======== ENTRIES SUPPLIED

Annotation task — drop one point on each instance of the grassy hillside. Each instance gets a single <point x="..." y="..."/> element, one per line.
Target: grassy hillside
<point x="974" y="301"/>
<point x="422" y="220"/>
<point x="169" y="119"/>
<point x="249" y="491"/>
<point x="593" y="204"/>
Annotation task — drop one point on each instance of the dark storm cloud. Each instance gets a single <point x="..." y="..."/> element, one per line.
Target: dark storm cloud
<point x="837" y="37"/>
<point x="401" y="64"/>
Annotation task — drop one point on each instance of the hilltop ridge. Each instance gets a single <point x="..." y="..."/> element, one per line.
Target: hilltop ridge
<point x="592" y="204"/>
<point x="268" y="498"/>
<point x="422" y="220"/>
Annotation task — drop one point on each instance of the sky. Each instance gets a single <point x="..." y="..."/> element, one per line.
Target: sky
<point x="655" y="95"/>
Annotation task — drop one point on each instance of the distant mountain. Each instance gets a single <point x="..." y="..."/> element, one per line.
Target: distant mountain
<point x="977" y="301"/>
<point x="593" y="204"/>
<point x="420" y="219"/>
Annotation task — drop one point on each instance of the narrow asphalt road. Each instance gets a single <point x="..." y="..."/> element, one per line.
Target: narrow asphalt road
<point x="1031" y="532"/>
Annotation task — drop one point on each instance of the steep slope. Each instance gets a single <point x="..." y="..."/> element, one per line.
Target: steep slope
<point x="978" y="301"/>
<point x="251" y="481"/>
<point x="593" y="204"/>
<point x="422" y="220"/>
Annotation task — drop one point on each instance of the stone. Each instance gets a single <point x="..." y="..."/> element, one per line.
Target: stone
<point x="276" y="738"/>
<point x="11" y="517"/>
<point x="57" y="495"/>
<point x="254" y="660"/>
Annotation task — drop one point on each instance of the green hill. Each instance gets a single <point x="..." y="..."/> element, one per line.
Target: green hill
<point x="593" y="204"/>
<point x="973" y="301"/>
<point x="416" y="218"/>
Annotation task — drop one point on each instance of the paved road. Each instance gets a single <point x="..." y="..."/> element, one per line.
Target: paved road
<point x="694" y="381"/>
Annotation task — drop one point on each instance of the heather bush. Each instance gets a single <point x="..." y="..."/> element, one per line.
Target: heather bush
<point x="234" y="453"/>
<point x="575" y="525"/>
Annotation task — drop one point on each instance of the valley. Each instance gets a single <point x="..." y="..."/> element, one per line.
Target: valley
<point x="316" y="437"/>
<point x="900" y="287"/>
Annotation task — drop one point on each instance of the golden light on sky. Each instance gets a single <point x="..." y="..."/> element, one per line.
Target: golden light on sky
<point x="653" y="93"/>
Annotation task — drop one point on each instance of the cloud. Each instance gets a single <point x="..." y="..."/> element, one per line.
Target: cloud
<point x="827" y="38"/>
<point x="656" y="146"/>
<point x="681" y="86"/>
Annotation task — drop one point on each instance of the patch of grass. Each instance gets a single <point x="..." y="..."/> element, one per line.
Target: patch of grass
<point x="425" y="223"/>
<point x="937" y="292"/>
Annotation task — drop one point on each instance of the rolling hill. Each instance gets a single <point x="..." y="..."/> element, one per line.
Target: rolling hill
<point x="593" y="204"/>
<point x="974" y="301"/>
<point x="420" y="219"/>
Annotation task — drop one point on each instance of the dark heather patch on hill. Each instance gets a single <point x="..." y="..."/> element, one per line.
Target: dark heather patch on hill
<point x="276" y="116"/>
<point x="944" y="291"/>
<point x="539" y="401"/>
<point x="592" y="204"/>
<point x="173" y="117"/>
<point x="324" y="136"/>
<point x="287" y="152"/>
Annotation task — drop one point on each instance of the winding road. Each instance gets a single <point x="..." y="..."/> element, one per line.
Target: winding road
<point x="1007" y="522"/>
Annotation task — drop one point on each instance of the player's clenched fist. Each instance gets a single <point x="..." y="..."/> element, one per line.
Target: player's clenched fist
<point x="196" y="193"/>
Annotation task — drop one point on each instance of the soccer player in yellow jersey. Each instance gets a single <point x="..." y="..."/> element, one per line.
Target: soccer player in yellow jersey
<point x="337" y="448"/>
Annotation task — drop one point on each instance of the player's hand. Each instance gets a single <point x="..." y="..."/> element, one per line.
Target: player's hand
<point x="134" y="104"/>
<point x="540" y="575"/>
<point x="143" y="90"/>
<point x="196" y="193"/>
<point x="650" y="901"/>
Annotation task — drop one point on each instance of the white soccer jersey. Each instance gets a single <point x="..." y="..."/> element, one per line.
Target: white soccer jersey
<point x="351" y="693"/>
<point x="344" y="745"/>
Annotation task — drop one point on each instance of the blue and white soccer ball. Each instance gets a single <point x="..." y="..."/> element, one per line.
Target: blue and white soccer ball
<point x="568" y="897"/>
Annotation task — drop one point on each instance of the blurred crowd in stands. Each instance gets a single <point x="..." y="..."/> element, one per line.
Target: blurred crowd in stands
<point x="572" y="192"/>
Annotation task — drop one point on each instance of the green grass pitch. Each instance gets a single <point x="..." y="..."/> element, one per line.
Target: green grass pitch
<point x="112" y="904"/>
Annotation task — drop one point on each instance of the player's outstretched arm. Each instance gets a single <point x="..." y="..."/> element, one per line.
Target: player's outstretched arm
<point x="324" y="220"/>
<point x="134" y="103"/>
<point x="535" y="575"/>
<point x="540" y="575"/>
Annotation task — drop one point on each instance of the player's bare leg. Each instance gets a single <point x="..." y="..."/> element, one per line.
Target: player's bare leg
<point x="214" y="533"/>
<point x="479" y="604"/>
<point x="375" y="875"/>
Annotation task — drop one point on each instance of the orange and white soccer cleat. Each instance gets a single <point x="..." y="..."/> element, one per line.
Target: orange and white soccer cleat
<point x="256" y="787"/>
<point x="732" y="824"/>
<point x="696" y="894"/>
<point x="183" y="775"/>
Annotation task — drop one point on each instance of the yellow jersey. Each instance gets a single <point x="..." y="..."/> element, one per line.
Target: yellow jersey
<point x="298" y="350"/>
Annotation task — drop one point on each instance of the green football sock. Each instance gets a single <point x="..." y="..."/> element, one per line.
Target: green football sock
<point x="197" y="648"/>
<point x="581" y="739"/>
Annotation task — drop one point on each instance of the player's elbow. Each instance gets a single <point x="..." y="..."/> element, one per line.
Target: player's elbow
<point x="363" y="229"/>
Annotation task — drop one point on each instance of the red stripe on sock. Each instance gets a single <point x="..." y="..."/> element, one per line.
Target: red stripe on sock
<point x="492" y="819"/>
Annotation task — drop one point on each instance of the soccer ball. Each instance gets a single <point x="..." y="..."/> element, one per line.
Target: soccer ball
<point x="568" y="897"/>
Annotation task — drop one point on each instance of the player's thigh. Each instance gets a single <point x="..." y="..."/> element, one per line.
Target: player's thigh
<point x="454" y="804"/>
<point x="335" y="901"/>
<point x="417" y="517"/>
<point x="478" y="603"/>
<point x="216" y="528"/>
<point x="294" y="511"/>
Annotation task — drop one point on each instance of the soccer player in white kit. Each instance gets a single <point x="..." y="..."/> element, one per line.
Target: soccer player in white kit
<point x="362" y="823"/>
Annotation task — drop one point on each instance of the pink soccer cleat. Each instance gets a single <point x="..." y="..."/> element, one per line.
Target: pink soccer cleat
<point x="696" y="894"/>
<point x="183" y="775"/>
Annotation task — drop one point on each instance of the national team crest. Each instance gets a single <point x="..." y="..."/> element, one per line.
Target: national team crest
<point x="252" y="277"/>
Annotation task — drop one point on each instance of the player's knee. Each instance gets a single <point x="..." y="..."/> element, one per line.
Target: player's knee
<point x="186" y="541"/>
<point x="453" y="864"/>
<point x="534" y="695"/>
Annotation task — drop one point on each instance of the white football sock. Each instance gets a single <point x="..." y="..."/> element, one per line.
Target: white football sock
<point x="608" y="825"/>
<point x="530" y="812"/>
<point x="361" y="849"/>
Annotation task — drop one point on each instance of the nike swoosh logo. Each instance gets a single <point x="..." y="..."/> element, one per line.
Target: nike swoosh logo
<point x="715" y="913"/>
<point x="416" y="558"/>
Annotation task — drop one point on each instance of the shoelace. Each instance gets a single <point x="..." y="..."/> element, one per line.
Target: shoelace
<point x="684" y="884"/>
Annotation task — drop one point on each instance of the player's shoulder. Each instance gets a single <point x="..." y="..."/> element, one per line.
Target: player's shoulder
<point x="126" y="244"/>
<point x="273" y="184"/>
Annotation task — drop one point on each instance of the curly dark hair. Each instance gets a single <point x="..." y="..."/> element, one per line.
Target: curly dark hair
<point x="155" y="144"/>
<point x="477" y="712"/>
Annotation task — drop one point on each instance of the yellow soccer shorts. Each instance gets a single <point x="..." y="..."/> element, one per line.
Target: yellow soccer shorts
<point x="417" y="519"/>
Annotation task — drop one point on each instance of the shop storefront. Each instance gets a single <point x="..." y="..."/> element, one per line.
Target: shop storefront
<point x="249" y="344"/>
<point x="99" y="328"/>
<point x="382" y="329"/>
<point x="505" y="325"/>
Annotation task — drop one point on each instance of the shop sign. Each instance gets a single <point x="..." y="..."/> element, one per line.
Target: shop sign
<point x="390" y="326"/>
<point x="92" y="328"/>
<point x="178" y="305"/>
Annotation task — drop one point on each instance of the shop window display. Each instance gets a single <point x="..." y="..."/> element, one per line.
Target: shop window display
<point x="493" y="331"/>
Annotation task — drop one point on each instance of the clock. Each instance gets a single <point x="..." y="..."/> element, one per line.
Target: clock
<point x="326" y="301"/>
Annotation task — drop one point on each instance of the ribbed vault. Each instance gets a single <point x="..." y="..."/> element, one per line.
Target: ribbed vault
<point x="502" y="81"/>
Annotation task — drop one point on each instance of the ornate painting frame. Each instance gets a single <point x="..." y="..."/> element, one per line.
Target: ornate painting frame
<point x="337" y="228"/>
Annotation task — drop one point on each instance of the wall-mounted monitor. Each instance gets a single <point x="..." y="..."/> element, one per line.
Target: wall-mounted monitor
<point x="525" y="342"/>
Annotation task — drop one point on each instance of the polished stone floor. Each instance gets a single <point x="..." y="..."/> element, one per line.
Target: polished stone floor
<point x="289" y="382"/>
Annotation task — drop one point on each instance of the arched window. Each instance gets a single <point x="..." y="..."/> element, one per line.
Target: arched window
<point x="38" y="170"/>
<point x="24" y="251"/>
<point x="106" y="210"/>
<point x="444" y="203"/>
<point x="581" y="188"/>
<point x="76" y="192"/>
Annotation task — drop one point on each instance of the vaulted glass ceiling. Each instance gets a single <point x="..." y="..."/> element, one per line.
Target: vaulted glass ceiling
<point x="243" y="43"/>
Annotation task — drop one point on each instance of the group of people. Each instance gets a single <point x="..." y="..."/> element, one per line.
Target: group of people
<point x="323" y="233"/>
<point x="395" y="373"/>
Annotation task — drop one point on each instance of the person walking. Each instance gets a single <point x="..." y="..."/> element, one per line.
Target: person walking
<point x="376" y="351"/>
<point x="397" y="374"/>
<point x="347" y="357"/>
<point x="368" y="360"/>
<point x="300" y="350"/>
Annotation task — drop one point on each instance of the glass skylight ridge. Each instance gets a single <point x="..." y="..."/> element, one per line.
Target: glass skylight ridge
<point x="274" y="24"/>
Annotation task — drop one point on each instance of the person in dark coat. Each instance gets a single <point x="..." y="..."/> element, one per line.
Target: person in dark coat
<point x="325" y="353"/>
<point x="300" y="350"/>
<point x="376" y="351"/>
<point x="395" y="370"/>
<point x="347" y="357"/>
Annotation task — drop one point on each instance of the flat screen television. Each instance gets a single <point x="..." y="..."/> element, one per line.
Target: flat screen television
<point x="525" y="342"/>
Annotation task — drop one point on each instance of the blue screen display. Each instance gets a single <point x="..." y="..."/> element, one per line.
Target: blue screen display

================

WORK INSTRUCTIONS: With both ends included, please retype exactly the lines from the line containing "the person in" to the final line of the data.

WRITTEN RESPONSE:
Annotation task — drop one point on each instance of the person in dark coat. Each instance gets a single <point x="..." y="..."/> element, one per line.
Target: person in dark coat
<point x="325" y="353"/>
<point x="300" y="350"/>
<point x="376" y="351"/>
<point x="395" y="370"/>
<point x="347" y="357"/>
Annotation task — drop one point on each instance of the flat screen television. Each instance gets a single <point x="..." y="..."/> element, one per line.
Target: flat screen television
<point x="525" y="342"/>
Annotation task — drop one point on each instance of the blue screen display. Each instance gets a single <point x="..." y="..."/> element, one per line.
Target: blue screen display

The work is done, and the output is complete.